* Begin EXERCISE MATERIALS *
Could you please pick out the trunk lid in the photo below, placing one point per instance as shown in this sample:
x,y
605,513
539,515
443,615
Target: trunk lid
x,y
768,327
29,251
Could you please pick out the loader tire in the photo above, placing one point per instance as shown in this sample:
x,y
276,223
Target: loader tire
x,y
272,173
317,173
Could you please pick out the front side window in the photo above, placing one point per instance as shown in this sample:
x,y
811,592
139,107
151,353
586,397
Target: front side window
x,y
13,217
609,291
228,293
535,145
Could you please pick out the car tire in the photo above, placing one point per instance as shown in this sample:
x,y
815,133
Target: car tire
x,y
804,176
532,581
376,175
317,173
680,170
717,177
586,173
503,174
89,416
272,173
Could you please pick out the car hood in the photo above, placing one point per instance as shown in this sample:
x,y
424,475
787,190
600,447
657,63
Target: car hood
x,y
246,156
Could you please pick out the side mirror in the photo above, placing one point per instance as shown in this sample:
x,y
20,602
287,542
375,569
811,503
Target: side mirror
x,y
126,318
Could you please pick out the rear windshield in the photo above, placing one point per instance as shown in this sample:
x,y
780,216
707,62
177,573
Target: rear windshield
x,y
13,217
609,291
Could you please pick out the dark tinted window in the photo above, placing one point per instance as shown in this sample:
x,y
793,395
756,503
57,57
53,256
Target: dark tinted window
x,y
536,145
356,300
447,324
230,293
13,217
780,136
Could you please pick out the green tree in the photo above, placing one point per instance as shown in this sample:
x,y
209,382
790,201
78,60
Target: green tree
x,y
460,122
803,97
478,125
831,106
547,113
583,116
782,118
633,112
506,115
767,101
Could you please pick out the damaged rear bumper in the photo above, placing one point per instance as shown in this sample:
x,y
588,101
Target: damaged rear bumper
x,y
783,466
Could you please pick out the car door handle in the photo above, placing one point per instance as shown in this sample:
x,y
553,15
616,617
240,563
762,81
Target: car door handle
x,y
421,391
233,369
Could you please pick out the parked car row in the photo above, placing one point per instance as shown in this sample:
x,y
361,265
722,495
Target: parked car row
* End EXERCISE MATERIALS *
## OBJECTIVE:
Rewrite the rows, starting with the line that contains "Could you please pick out the car hood" and going on through the end of the rows. Leave all wording and sample points unchanged, but shift every x and y value in the answer coordinates up by 131.

## CORRECT RESULT:
Could you please pick out the car hood in the photo above, placing one point per instance as shown in this sample:
x,y
424,475
787,190
600,447
657,63
Target: car hood
x,y
377,287
Could you please pick out the side mirror in the photo above, placing one point per instance as shown in this sample:
x,y
20,602
287,542
375,569
811,503
Target: side mirror
x,y
257,449
Could you please pick out the rear windshield in the photo above, placing one point per instance as shown in this sample:
x,y
780,216
707,62
177,573
Target: rear windshield
x,y
144,348
740,422
Could you please pick out the dark tinted window in the photo above, placing one point per instance as shown in this sample:
x,y
793,395
756,503
57,57
53,256
Target: dark tinted window
x,y
667,276
487,431
578,455
361,424
144,348
911,267
Could you please pick out the green tree in the photo above, placing one point per instance as shown in this sample:
x,y
209,382
790,201
78,60
Target: green tree
x,y
591,253
934,228
609,256
962,237
678,244
714,247
913,249
764,243
637,246
898,232
Could you please pick out the damaged rear bumper in the photo above, placing one point per instance as shown in this sample:
x,y
588,101
Target: damaged rear bumper
x,y
914,597
Could you please pick out the car door handle in the photo above, placing one point per instance as shown in this sample:
x,y
553,15
616,617
240,563
762,81
Target: car door handle
x,y
552,522
364,500
Could you please pick out the parked car row in the photo above, placing one point per instance as shown in this sample:
x,y
361,265
722,495
Target: parked car row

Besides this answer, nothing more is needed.